'''
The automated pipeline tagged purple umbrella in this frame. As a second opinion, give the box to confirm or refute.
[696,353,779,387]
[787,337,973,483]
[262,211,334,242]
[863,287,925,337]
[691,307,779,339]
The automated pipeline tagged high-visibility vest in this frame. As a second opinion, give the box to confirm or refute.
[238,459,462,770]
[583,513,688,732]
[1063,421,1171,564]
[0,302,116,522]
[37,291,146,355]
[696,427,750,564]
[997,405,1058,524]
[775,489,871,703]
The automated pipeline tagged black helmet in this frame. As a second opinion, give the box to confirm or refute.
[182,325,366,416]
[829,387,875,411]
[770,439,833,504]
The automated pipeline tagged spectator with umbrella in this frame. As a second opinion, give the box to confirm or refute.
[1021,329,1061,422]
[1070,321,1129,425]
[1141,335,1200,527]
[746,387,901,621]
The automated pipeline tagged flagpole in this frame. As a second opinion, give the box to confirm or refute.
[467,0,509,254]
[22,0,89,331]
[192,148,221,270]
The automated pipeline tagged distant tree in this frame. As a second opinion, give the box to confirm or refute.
'''
== Written task ==
Update the records so that every "automated pipeline" reads "labeling software", and keep every other line and character as it is.

== Correct output ==
The labeling software tagged purple umbrella in this frame. As a second opinion, give the box to confirm or refute.
[696,353,779,387]
[787,337,973,483]
[262,211,334,242]
[863,287,925,337]
[691,307,779,339]
The labeling software tagged high-visibility vest in this frame. As a second opinion, give the box to confirm or refute.
[238,459,462,770]
[583,513,688,732]
[1063,421,1171,564]
[0,302,116,522]
[37,291,146,355]
[696,427,750,564]
[997,405,1058,524]
[775,489,871,703]
The labeling software tagged black helmet in this frame. As a second opinion, give the box to confirm or refute.
[182,325,366,416]
[829,387,875,411]
[770,439,833,504]
The labeling software tagged spectator with umbrella in this frame. As a second opinion, give the box to confirm or refute.
[1021,329,1061,422]
[1070,321,1129,425]
[1141,335,1200,527]
[746,387,901,621]
The labeling software tagged flagpole in this frame. As a second opinion, give the box to confirm or refute.
[467,0,509,254]
[22,0,89,331]
[192,148,221,270]
The labeling software tagged distant tree in this frame. As a second opinion, give the box to confirm or refute.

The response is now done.